WHAT IS EXPECTED: Please tally how many lines of the material below include the word "image", giving only the number.
= = = = = = =
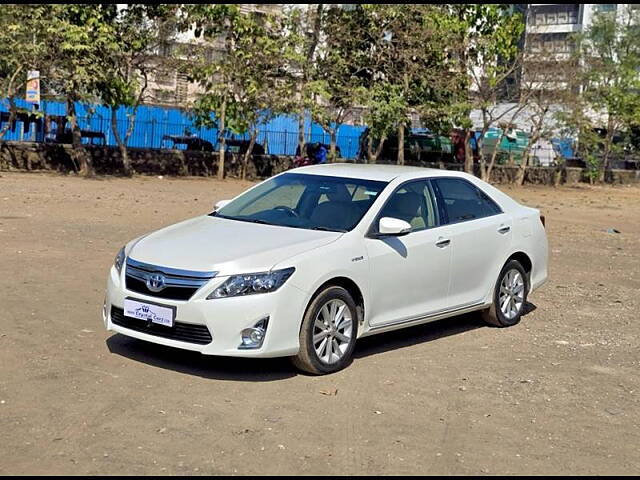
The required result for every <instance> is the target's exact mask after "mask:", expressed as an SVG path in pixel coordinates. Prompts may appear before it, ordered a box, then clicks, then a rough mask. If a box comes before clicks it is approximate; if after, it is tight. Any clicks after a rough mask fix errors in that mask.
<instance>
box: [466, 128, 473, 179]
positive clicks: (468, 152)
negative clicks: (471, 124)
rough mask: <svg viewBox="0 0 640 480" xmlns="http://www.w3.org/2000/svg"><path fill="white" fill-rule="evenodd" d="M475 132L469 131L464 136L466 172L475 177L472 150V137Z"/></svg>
mask: <svg viewBox="0 0 640 480" xmlns="http://www.w3.org/2000/svg"><path fill="white" fill-rule="evenodd" d="M472 134H473V130H471V129H468V130H467V131H466V132H465V135H464V171H465V172H467V173H470V174H472V175H473V150H472V149H471V142H470V141H471V136H472Z"/></svg>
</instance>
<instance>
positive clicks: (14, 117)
mask: <svg viewBox="0 0 640 480" xmlns="http://www.w3.org/2000/svg"><path fill="white" fill-rule="evenodd" d="M8 100H9V121H8V122H7V124H6V125H5V126H4V127H2V130H0V140H2V139H3V138H4V136H5V135H6V134H7V132H8V131H9V129H10V128H11V124H13V122H15V121H16V116H17V110H18V107H17V105H16V101H15V97H14V96H13V95H11V96H10V97H8Z"/></svg>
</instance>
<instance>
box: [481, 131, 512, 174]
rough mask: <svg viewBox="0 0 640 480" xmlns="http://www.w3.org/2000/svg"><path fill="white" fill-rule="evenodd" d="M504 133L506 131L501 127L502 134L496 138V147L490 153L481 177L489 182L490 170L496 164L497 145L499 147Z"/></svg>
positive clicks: (505, 134) (492, 171)
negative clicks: (486, 167) (484, 170)
mask: <svg viewBox="0 0 640 480" xmlns="http://www.w3.org/2000/svg"><path fill="white" fill-rule="evenodd" d="M506 135H507V131H506V130H504V129H503V130H502V135H500V138H499V139H498V143H496V148H494V149H493V153H492V154H491V161H490V162H489V166H488V167H487V171H486V173H485V174H484V176H485V178H483V180H484V181H485V182H491V172H493V166H494V165H495V164H496V158H497V156H498V147H500V144H501V143H502V140H504V137H505V136H506Z"/></svg>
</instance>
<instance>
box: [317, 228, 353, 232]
mask: <svg viewBox="0 0 640 480" xmlns="http://www.w3.org/2000/svg"><path fill="white" fill-rule="evenodd" d="M311 230H321V231H323V232H340V233H346V232H348V230H345V229H344V228H327V227H313V228H312V229H311Z"/></svg>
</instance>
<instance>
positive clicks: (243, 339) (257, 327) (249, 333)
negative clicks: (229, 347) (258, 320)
mask: <svg viewBox="0 0 640 480" xmlns="http://www.w3.org/2000/svg"><path fill="white" fill-rule="evenodd" d="M268 324H269V317H265V318H263V319H262V320H260V321H259V322H258V323H256V324H255V325H254V326H253V327H252V328H245V329H244V330H242V332H241V336H242V343H241V344H240V346H238V348H240V349H251V348H260V347H261V346H262V343H263V342H264V336H265V334H266V333H267V325H268Z"/></svg>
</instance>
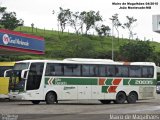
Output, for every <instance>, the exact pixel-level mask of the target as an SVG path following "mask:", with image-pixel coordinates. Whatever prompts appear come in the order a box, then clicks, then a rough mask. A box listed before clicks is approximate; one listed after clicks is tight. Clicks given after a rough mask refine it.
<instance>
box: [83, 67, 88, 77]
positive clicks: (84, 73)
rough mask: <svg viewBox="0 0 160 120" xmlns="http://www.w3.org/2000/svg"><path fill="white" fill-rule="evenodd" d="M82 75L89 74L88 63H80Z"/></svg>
mask: <svg viewBox="0 0 160 120" xmlns="http://www.w3.org/2000/svg"><path fill="white" fill-rule="evenodd" d="M82 76H89V65H82Z"/></svg>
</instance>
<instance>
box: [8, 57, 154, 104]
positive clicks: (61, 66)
mask: <svg viewBox="0 0 160 120" xmlns="http://www.w3.org/2000/svg"><path fill="white" fill-rule="evenodd" d="M6 74H7V72H6ZM17 77H18V78H19V80H20V81H19V82H18V83H17V82H14V83H15V84H14V86H13V87H12V88H11V89H10V93H9V98H10V99H14V100H28V101H32V103H33V104H39V103H40V102H41V101H45V102H46V104H54V103H58V101H60V100H85V99H87V100H99V101H100V102H101V103H102V104H108V103H110V102H112V101H113V102H114V103H117V104H123V103H125V102H127V103H136V101H137V100H140V99H151V98H155V92H156V78H157V72H156V66H155V64H154V63H152V62H116V61H112V60H108V59H85V58H67V59H64V60H24V61H19V62H16V63H15V65H14V68H13V70H12V74H11V76H10V79H12V80H13V81H14V80H16V79H17Z"/></svg>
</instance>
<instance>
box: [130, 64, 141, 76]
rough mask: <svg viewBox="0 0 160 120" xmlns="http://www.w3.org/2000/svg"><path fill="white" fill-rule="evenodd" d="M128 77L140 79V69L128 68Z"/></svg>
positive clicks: (140, 68)
mask: <svg viewBox="0 0 160 120" xmlns="http://www.w3.org/2000/svg"><path fill="white" fill-rule="evenodd" d="M129 77H141V67H140V66H129Z"/></svg>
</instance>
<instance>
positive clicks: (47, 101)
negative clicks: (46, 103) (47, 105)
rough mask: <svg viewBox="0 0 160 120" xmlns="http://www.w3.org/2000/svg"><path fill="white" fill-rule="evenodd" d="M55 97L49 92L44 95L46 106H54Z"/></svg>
mask: <svg viewBox="0 0 160 120" xmlns="http://www.w3.org/2000/svg"><path fill="white" fill-rule="evenodd" d="M56 101H57V100H56V95H55V93H54V92H49V93H47V95H46V103H47V104H54V103H55V102H56Z"/></svg>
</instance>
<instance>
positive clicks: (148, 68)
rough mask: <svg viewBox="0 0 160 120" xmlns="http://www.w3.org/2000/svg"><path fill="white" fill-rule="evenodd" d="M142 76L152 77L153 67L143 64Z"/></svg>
mask: <svg viewBox="0 0 160 120" xmlns="http://www.w3.org/2000/svg"><path fill="white" fill-rule="evenodd" d="M142 77H145V78H152V77H153V67H151V66H143V67H142Z"/></svg>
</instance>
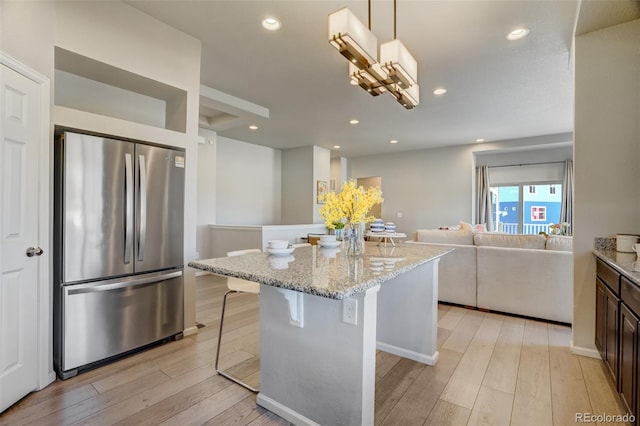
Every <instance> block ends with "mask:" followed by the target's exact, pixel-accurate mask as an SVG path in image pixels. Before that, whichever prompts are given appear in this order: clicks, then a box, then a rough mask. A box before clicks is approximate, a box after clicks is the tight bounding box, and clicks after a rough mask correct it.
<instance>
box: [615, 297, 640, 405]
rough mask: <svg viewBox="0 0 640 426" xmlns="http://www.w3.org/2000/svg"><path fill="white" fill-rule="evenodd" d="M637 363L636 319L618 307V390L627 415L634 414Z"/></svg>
mask: <svg viewBox="0 0 640 426" xmlns="http://www.w3.org/2000/svg"><path fill="white" fill-rule="evenodd" d="M637 361H638V318H636V316H635V315H634V314H633V313H632V312H631V311H630V310H629V309H628V308H627V307H626V305H625V304H624V303H622V304H621V305H620V364H619V368H620V374H619V390H620V395H621V396H622V400H623V401H624V403H625V404H626V406H627V410H628V412H629V413H635V412H636V364H637Z"/></svg>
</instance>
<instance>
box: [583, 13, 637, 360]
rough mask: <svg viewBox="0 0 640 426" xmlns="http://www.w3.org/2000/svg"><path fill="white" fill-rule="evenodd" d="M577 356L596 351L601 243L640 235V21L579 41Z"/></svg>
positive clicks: (624, 25)
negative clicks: (594, 336)
mask: <svg viewBox="0 0 640 426" xmlns="http://www.w3.org/2000/svg"><path fill="white" fill-rule="evenodd" d="M574 163H575V164H574V172H575V210H574V226H573V231H574V233H575V237H574V245H573V247H574V270H573V274H574V292H573V294H574V318H573V346H574V350H575V351H576V352H585V353H588V352H591V353H592V354H594V355H596V356H597V352H595V344H594V324H595V274H596V270H595V259H594V257H593V254H592V250H593V239H594V238H595V237H604V236H611V235H615V234H616V233H640V20H636V21H633V22H629V23H626V24H622V25H618V26H614V27H610V28H607V29H604V30H601V31H596V32H592V33H588V34H585V35H581V36H578V37H576V40H575V145H574Z"/></svg>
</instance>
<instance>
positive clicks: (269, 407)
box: [256, 392, 320, 426]
mask: <svg viewBox="0 0 640 426" xmlns="http://www.w3.org/2000/svg"><path fill="white" fill-rule="evenodd" d="M256 404H258V405H259V406H261V407H264V408H266V409H267V410H269V411H271V412H273V413H275V414H277V415H278V416H280V417H282V418H283V419H285V420H287V421H289V422H291V423H293V424H294V425H308V426H320V425H319V424H318V423H316V422H314V421H313V420H311V419H309V418H307V417H305V416H303V415H302V414H300V413H298V412H297V411H293V410H292V409H291V408H289V407H285V406H284V405H282V404H280V403H279V402H277V401H274V400H273V399H271V398H269V397H268V396H264V394H263V393H262V392H260V393H259V394H258V396H256Z"/></svg>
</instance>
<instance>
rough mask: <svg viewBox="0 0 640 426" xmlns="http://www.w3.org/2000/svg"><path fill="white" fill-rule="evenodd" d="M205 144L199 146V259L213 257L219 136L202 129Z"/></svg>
mask: <svg viewBox="0 0 640 426" xmlns="http://www.w3.org/2000/svg"><path fill="white" fill-rule="evenodd" d="M199 134H200V136H201V137H202V139H203V140H202V141H201V142H203V143H200V144H198V195H197V204H198V208H197V219H196V223H197V225H196V251H197V256H198V258H199V259H209V258H211V257H213V256H211V241H210V236H209V234H210V233H209V225H210V224H212V223H216V184H217V177H216V170H217V156H216V151H217V134H216V132H214V131H212V130H207V129H200V131H199Z"/></svg>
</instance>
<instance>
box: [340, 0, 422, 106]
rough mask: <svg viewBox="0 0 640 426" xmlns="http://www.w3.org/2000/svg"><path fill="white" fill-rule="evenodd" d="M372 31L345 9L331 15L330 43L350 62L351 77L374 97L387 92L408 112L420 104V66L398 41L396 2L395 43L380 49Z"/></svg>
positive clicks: (406, 50) (377, 42) (369, 26)
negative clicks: (419, 70)
mask: <svg viewBox="0 0 640 426" xmlns="http://www.w3.org/2000/svg"><path fill="white" fill-rule="evenodd" d="M368 4H369V16H368V17H369V27H368V28H367V27H365V25H364V24H363V23H362V22H360V20H358V18H356V16H355V15H354V14H353V13H352V12H351V11H350V10H349V9H348V8H346V7H344V8H342V9H340V10H337V11H336V12H333V13H332V14H330V15H329V43H330V44H331V45H332V46H333V47H335V48H336V49H337V50H338V51H339V52H340V54H342V56H344V57H345V58H347V59H348V60H349V62H350V63H349V77H350V78H351V79H352V81H355V82H356V84H357V85H358V86H360V87H362V88H363V89H365V90H366V91H367V92H369V93H370V94H371V95H372V96H378V95H379V94H381V93H383V92H388V93H389V94H390V95H391V96H393V97H394V98H395V99H396V101H398V102H399V103H400V104H401V105H402V106H404V107H405V108H406V109H412V108H413V107H415V106H417V105H418V104H419V103H420V88H419V86H418V82H417V80H418V62H417V61H416V60H415V58H414V57H413V56H412V55H411V53H410V52H409V50H408V49H407V48H406V47H405V46H404V44H402V42H401V41H400V40H398V39H397V37H396V0H394V1H393V40H392V41H389V42H387V43H383V44H382V45H380V60H379V61H377V60H376V58H377V57H378V55H377V53H378V52H377V50H378V39H377V38H376V36H375V35H374V34H373V33H372V32H371V0H368Z"/></svg>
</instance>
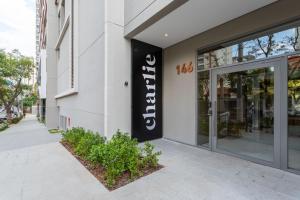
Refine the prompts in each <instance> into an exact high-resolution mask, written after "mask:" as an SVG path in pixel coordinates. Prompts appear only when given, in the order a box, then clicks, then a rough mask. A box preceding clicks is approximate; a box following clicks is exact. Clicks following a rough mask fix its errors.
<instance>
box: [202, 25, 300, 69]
mask: <svg viewBox="0 0 300 200" xmlns="http://www.w3.org/2000/svg"><path fill="white" fill-rule="evenodd" d="M299 50H300V27H294V28H290V29H287V30H284V31H281V32H277V33H270V34H268V35H264V36H262V37H259V38H254V39H252V40H247V41H242V42H240V43H238V44H234V45H231V46H224V48H220V49H217V50H214V51H209V52H206V53H204V54H203V53H199V54H198V58H197V62H198V70H203V69H209V68H214V67H219V66H224V65H230V64H234V63H240V62H246V61H251V60H256V59H261V58H269V57H272V56H278V55H282V54H286V53H291V52H295V51H299Z"/></svg>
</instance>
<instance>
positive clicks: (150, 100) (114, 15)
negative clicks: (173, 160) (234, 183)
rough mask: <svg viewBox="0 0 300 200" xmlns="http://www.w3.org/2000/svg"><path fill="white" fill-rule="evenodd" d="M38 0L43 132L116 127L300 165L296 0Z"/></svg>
= = = = = = =
EXPECTED ANSWER: 2